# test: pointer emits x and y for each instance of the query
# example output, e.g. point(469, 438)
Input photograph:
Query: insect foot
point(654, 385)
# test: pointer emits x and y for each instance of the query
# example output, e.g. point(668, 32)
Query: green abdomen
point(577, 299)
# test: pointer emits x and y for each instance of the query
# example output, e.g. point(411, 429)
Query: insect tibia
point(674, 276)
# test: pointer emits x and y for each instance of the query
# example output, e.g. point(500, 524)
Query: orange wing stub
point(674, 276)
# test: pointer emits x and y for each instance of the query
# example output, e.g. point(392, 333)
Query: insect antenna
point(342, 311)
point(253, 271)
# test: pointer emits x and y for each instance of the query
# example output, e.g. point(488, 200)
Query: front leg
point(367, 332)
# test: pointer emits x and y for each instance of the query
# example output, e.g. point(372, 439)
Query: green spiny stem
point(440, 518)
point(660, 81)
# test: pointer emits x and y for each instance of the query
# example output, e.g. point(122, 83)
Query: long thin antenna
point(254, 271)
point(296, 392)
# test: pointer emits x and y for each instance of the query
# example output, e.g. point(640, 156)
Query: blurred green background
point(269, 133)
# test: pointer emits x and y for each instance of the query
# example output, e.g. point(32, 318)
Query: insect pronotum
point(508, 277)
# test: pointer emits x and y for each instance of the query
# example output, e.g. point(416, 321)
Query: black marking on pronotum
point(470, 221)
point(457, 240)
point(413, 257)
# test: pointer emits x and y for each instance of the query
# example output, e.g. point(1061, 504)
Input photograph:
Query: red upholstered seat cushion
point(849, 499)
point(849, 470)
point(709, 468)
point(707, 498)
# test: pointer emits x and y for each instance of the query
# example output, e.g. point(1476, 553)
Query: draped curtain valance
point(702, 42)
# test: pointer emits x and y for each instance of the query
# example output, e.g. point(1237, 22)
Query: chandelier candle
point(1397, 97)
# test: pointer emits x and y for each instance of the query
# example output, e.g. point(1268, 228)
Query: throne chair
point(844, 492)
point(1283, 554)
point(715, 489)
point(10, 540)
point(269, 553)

# # # # # # #

The task:
Return the full listing above line for line, with no changes.

Expected answer:
# test: pointer emits x and y for each instance of the query
# example output, e.g. point(469, 438)
Input photograph:
Query: insect foot
point(654, 385)
# test: pointer emits x and y for each instance of the query
# example output, e.g. point(668, 32)
Query: green abdomen
point(577, 299)
# test: pointer emits x and y for each instance of the query
# example output, e.g. point(411, 429)
Query: insect tibia
point(674, 276)
# test: pointer emits x and y for each instance of the query
# example output, e.g. point(500, 524)
Query: orange wing stub
point(674, 276)
# test: pointer emits x and y for each instance of the query
# example output, e.g. point(392, 333)
Query: insect antenna
point(342, 311)
point(253, 271)
# test: pointer emits x and y for each instance of the query
# example output, e.g. point(488, 200)
Query: front leg
point(367, 332)
# test: pointer emits x and y for each instance of the query
# example output, e.g. point(372, 439)
Query: green spiny stem
point(440, 518)
point(660, 81)
# test: pointer emits x and y for each instance of the query
# example output, e.g. point(122, 83)
Query: long thin antenna
point(254, 271)
point(296, 392)
# test: pointer emits x and y for each instance of the query
# example output, e.g. point(640, 156)
Query: blurred green background
point(269, 133)
# test: pointer emits x and y for each instance of the query
# example output, e.g. point(32, 318)
Query: insect pronotum
point(508, 277)
# test: pointer emits x and y for each instance of the query
# example output, e.g. point(416, 321)
Query: black marking on pronotum
point(470, 221)
point(457, 240)
point(413, 257)
# test: pointer emits x and y for each instance of the query
# example output, e.g. point(1061, 504)
Input photograph:
Query: red upholstered seat cushion
point(849, 499)
point(849, 470)
point(709, 468)
point(707, 498)
# test: pointer emits x and y for each instance of the query
# example output, e.g. point(1476, 553)
Query: draped curtain valance
point(702, 42)
# test: pointer emits x and y for each instance of the query
# example output, e.g. point(1237, 22)
Query: chandelier candle
point(1397, 97)
# test: pointer emits x and y for each instance of the query
# example output, e.g. point(1268, 228)
Query: throne chair
point(844, 492)
point(1283, 554)
point(715, 489)
point(10, 540)
point(269, 553)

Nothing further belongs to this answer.